*Task:* Pull out every line of the data below that contains the word "seen". Matches must have the same uppercase and lowercase letters.

*Information provided:*
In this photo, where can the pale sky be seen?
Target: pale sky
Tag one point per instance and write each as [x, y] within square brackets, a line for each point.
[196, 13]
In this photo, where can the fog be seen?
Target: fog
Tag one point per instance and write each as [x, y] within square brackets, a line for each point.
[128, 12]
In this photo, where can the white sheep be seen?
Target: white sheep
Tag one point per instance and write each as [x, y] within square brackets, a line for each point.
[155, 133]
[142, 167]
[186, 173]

---

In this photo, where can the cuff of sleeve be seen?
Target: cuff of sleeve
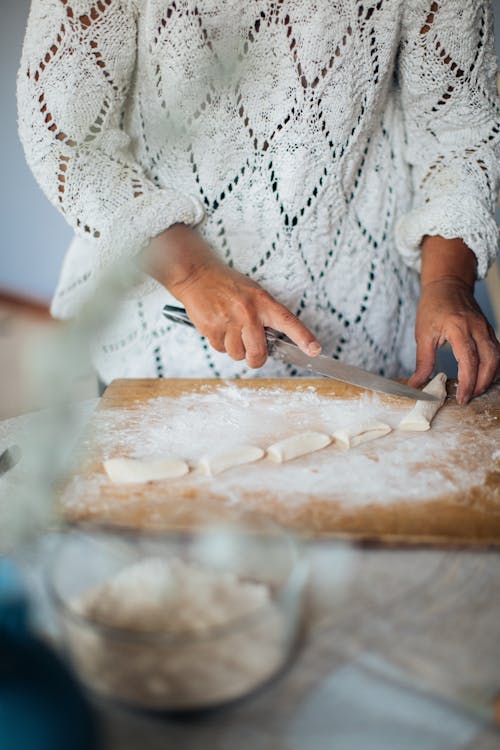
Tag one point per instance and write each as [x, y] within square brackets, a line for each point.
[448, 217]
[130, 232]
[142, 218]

*Result of the exercise:*
In this photo, where can the pale sky be seen?
In this photo, where can the fog be seen?
In this photo, where can the white sheep be seen?
In this photo, where can the cuff of sleeve be seen?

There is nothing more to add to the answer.